* _SET TASK_: Find each line in the records below that contains the word "green" and copy those lines, treating uppercase and lowercase letters as different.

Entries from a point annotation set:
*****

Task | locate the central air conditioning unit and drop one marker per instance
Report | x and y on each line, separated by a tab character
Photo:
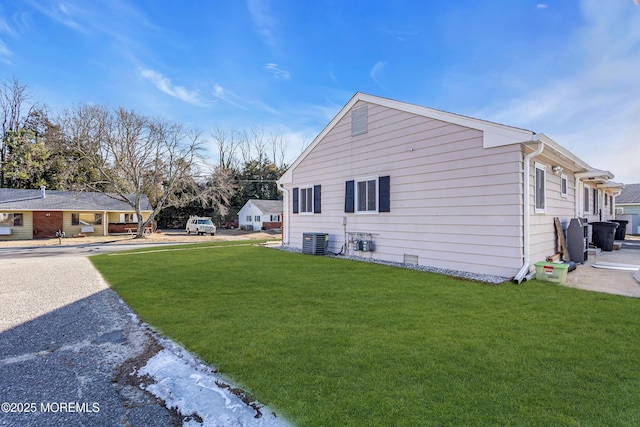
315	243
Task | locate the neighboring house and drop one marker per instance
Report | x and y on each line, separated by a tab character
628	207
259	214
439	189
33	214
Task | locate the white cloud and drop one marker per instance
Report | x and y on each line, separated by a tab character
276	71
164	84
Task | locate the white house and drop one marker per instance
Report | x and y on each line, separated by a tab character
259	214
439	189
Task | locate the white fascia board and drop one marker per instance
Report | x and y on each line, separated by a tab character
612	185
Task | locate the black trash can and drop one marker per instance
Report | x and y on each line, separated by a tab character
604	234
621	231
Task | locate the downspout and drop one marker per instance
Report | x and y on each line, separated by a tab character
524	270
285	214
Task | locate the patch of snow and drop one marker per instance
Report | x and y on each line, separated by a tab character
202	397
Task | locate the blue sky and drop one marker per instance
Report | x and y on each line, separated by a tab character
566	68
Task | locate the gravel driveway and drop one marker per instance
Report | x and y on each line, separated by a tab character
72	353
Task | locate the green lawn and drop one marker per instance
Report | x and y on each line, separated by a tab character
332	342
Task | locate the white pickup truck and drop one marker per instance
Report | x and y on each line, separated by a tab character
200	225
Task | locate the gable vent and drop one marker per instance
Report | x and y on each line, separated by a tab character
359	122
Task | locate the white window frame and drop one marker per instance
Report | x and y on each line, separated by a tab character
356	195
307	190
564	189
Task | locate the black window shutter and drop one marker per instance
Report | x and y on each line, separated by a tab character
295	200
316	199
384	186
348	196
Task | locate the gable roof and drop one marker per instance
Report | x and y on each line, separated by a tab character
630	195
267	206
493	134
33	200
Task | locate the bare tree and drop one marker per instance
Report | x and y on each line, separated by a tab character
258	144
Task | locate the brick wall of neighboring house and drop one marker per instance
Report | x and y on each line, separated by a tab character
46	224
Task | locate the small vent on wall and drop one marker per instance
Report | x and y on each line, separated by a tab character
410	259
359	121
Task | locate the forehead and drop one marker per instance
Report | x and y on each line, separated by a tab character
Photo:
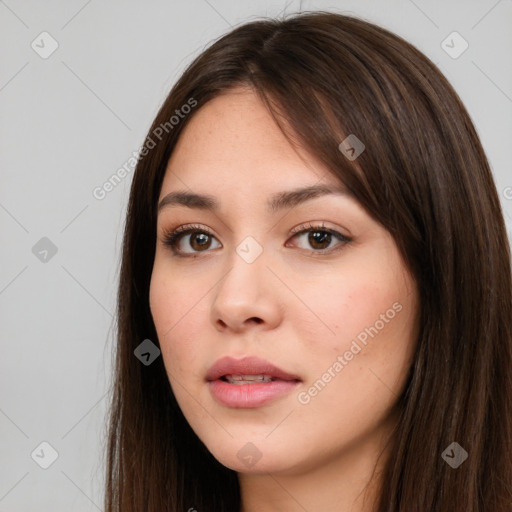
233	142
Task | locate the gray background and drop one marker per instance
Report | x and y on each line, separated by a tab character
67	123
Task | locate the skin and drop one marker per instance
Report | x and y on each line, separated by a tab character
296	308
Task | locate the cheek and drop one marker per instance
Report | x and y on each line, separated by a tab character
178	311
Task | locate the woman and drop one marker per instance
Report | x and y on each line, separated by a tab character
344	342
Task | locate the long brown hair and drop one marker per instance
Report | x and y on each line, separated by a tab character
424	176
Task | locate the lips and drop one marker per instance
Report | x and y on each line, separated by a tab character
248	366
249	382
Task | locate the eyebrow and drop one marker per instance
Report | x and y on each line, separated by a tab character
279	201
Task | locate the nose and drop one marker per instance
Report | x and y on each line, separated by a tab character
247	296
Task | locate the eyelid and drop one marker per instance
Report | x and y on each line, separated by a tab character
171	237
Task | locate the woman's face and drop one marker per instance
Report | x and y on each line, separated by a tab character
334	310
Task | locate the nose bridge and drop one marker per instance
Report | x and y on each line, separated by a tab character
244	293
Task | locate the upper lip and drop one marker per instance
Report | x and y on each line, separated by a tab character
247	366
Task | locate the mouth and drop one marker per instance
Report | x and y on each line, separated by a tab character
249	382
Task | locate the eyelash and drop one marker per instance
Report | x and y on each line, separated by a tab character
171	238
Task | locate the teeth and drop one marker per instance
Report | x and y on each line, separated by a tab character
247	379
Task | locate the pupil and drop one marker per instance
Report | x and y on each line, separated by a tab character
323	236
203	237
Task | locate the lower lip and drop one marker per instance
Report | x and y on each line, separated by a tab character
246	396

*****

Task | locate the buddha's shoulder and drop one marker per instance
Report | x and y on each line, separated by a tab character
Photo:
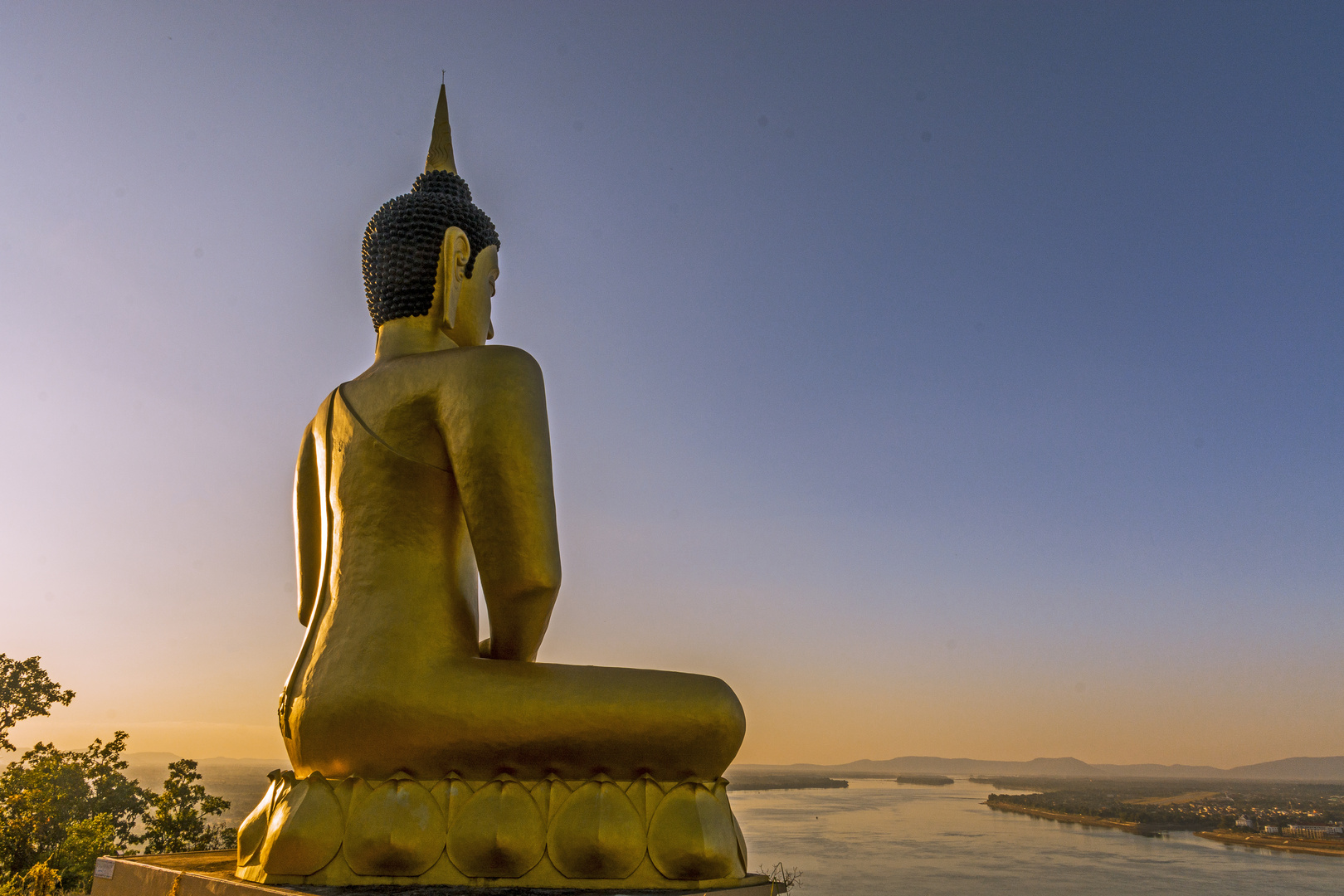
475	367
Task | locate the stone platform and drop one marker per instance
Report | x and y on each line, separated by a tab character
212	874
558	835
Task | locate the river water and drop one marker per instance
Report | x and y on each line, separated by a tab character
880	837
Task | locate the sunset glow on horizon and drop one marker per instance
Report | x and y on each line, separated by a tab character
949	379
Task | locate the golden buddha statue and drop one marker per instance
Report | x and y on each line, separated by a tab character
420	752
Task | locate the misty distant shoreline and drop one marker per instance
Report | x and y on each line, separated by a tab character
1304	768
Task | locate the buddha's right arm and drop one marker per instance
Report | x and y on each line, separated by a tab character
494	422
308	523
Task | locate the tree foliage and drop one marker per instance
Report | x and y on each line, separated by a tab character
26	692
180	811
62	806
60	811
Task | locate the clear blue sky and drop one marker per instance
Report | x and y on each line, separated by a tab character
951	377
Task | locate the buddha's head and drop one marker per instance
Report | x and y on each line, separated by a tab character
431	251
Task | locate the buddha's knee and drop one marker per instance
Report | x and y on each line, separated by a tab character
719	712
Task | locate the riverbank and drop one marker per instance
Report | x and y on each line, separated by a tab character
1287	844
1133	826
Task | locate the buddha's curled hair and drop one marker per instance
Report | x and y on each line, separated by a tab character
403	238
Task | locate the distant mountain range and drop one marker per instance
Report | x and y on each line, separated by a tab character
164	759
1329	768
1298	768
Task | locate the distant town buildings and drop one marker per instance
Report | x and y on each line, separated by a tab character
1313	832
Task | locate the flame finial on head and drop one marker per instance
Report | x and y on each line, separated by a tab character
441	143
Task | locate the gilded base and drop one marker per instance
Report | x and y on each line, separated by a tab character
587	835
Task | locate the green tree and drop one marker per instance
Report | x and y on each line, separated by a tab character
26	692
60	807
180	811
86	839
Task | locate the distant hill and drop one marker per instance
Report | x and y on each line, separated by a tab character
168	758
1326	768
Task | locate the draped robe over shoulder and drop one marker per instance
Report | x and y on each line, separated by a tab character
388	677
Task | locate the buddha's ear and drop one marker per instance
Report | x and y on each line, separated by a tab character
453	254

*****

* _FINAL ANSWER_:
Task | locate the green lawn and drop one marker per instance
Task | locate the green tree and drop one marker per instance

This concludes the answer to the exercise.